→ Task to complete
Carry on the R help thread about picking data frame rows by target mean values, starting right after its last message.

→ Passage shown
****************
Hello, I am stuck with selecting the right rows from a data frame. I think the problem is rather how to select them then how to implement the R code. Consider the following data frame: df <- data.frame(ID = c(1,2,3,4,5,6,7,8,9,10), value = c(34,12,23,25,34,42,48,29,30,27)) What I want to achieve is to select 7 rows (values) so that the mean value of those rows are closest to the value of 35 and the remaining 3 rows (values) are closest to 45. However, each value is only allowed to be sampled once! Any ideas, how to achieve that? Cheers -- View this message in context: http://r.789695.n4.nabble.com/select-rows-by-criteria-tp4434812p4434812.html Sent from the R help mailing list archive at Nabble.com.
select rows by criteria
7 messages · syrvn, Petr Savicky, Rui Barradas
Hello, syrvn wrote
Hello, I am stuck with selecting the right rows from a data frame. I think the problem is rather how to select them then how to implement the R code. Consider the following data frame: df <- data.frame(ID = c(1,2,3,4,5,6,7,8,9,10), value = c(34,12,23,25,34,42,48,29,30,27)) What I want to achieve is to select 7 rows (values) so that the mean value of those rows are closest to the value of 35 and the remaining 3 rows (values) are closest to 45. However, each value is only allowed to be sampled once! Any ideas, how to achieve that? Cheers
See ?combn It gives all possible combinations as a matrix (default) or list. Then, 'apply'. #--------------------------- # Name changed to 'DF', # 'df' is the R function for the F distribution density # (and a frequent choice for example data in R-help!) # DF <- data.frame(ID = c(1,2,3,4,5,6,7,8,9,10), value = c(34,12,23,25,34,42,48,29,30,27)) f <- function(j, v, const) abs(mean(v[j]) - const) inxmat <- with(DF, combn(ID, 7)) meansDist1 <- apply(inxmat, 2, function(jnx) f(jnx, DF$value, 35)) (i1 <- which(meansDist1 == min(meansDist1))) inxmat <- with(DF, combn(ID, 3)) meansDist2 <- apply(inxmat, 2, function(jnx) f(jnx, DF$value, 45)) (i2 <- which(meansDist2 == min(meansDist2))) meansDist3 <- meansDist1 + meansDist2 # Compromise of both criteria? (i3 <- which(meansDist3 == min(meansDist3))) Maybe it's combn(1:10, 3)[, 101] you want, or maybe there's another way to compromise the two criteria. Hope this helps, Rui Barradas -- View this message in context: http://r.789695.n4.nabble.com/select-rows-by-criteria-tp4434812p4435257.html Sent from the R help mailing list archive at Nabble.com.
Sorry, correction: The second index matrix is the matrix of elements not in the first, not another combination, this time 3 out of 10. Change this in my first post
inxmat <- with(DF, combn(ID, 3)) meansDist2 <- apply(inxmat, 2, function(jnx) f(jnx, DF$value, 45)) (i2 <- which(meansDist2 == min(meansDist2)))
to this inxmat2 <- with(DF, apply(inxmat, 2, function(x) setdiff(ID, x))) meansDist2 <- apply(inxmat2, 2, function(jnx) f(jnx, DF$value, 45)) (i2 <- which(meansDist2 == min(meansDist2))) Rui Barradas -- View this message in context: http://r.789695.n4.nabble.com/select-rows-by-criteria-tp4434812p4435408.html Sent from the R help mailing list archive at Nabble.com.
****************
→ Supplied information

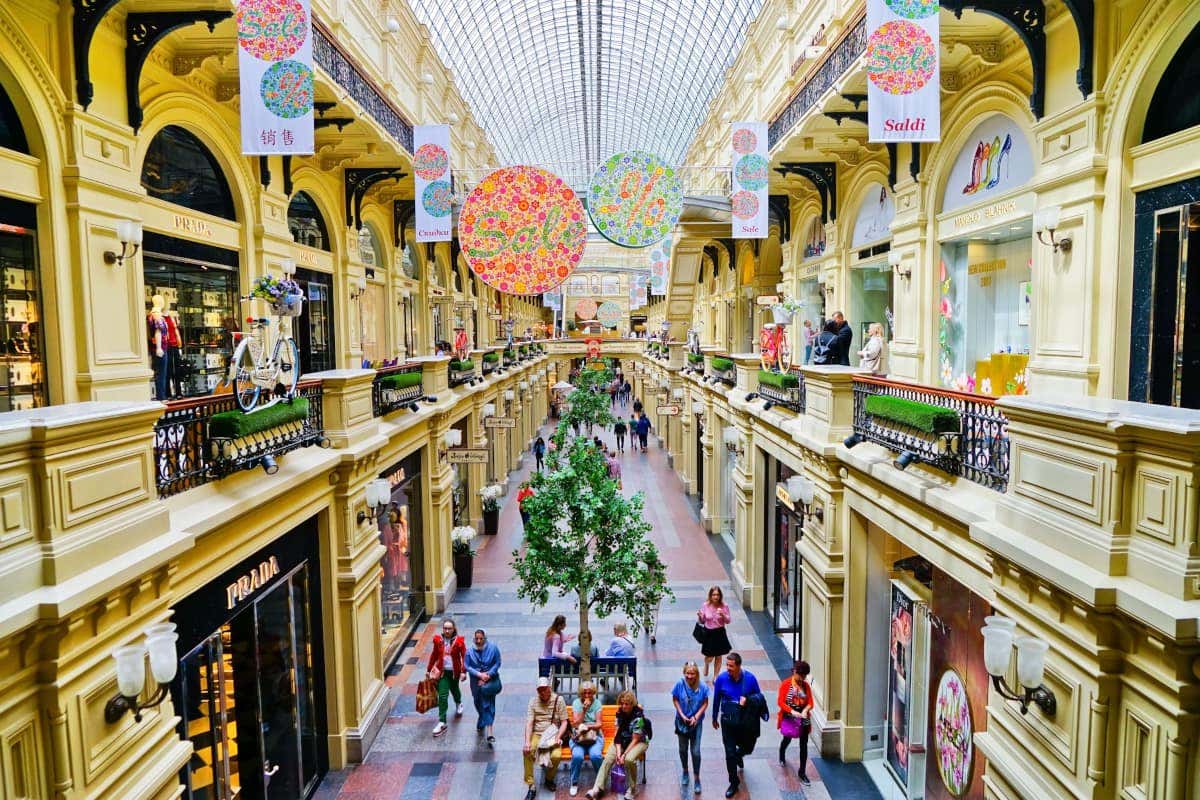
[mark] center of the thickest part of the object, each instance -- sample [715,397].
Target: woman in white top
****************
→ Result of this task
On Thu, Mar 01, 2012 at 04:27:45AM -0800, syrvn wrote:
Hello, I am stuck with selecting the right rows from a data frame. I think the problem is rather how to select them then how to implement the R code. Consider the following data frame: df <- data.frame(ID = c(1,2,3,4,5,6,7,8,9,10), value = c(34,12,23,25,34,42,48,29,30,27)) What I want to achieve is to select 7 rows (values) so that the mean value of those rows are closest to the value of 35 and the remaining 3 rows (values) are closest to 45. However, each value is only allowed to be sampled once!
Hi. If some 3 rows have mean close to 45, then they have sum close to 3*45, so the remaining 7 rows have sum close to sum(df$value) - 3*45 # [1] 169 and they have mean close to 169/7 = 24.14286. In other words, the two criteria cannot be optimized together. For this reason, let me choose the criterion on 3 rows. The closest solution may be found as follows. # generate all triples and compute their means tripleMeans <- colMeans(combn(df$value, 3)) # select the index of the triple with mean closest to 35 indClosest <- which.min(abs(tripleMeans - 35)) # generate the indices, which form the closest triple in df$value tripleInd <- combn(1:length(df$value), 3)[, indClosest] tripleInd # [1] 1 3 7 # check the mean of the triple mean(df$value[tripleInd]) # [1] 35 This code constructs all triples. If it is used for k-tuples for a larger k and for a set of n values, its complexity will be proportional to choose(n, k), so it will be large even for moderate n, k. It is hard to provide a significant speed up, since some variants of "knapsack problem", which is NP-complete, may be reduced to your question. Consequently, it is, in general, NP-complete. Hope this helps. Petr Savicky.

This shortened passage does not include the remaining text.